#### INPUT
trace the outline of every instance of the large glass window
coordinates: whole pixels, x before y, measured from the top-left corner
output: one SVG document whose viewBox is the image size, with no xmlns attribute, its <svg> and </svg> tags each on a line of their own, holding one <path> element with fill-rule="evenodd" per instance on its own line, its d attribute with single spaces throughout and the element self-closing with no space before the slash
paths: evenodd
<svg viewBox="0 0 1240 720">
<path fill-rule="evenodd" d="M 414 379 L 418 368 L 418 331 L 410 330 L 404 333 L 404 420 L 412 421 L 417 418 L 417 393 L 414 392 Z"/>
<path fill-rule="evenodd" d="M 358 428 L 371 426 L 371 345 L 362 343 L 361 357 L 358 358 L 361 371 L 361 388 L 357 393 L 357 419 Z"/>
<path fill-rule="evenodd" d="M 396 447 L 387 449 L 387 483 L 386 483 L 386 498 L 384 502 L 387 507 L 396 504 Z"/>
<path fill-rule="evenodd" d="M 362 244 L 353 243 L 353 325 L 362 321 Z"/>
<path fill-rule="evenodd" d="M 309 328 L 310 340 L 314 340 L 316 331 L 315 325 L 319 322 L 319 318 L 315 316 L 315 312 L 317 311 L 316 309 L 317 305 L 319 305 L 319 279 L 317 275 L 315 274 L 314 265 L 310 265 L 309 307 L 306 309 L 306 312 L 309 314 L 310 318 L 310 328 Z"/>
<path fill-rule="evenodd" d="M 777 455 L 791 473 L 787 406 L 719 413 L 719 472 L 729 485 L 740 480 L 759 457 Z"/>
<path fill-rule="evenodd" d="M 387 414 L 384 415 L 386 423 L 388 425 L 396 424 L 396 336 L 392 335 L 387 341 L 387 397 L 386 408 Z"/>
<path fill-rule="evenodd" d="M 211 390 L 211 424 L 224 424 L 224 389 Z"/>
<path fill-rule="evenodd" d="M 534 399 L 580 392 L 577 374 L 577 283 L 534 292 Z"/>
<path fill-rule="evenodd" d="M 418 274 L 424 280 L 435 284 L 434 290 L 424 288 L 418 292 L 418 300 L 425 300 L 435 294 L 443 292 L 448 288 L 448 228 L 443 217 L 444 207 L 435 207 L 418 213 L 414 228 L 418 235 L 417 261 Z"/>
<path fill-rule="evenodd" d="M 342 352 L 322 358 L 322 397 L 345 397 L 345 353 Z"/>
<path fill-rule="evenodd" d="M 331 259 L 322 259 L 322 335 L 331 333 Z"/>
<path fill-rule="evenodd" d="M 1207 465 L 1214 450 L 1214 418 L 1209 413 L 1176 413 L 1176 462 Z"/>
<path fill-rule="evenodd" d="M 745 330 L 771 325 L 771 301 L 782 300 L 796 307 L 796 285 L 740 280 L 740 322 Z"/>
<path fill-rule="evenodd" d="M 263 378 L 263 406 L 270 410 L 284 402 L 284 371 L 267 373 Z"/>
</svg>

#### WRITTEN INSTRUCTION
Arrange the records, from their first line through the line containing "358 428 L 371", both included, as a Markdown table with two columns, No. and Text. Give the row number under No. and the line under Text, and leave out any blank lines.

#### CORRECT RESULT
| No. | Text |
|---|---|
| 1 | trace the outline of every instance of the large glass window |
| 2 | coordinates: whole pixels, x before y, measured from the top-left corner |
| 3 | output: one SVG document whose viewBox is the image size, with no xmlns attribute, its <svg> and </svg> tags each on a line of their own, holding one <path> element with fill-rule="evenodd" per instance on its own line, its d attribute with single spaces throughout and the element self-closing with no space before the slash |
| 4 | paths: evenodd |
| 5 | <svg viewBox="0 0 1240 720"> |
| 6 | <path fill-rule="evenodd" d="M 414 379 L 418 368 L 418 331 L 410 330 L 404 333 L 404 420 L 412 421 L 417 418 L 417 393 L 414 392 Z"/> |
| 7 | <path fill-rule="evenodd" d="M 358 428 L 371 426 L 371 345 L 362 343 L 361 357 L 358 358 L 361 371 L 361 388 L 357 393 L 357 419 Z"/> |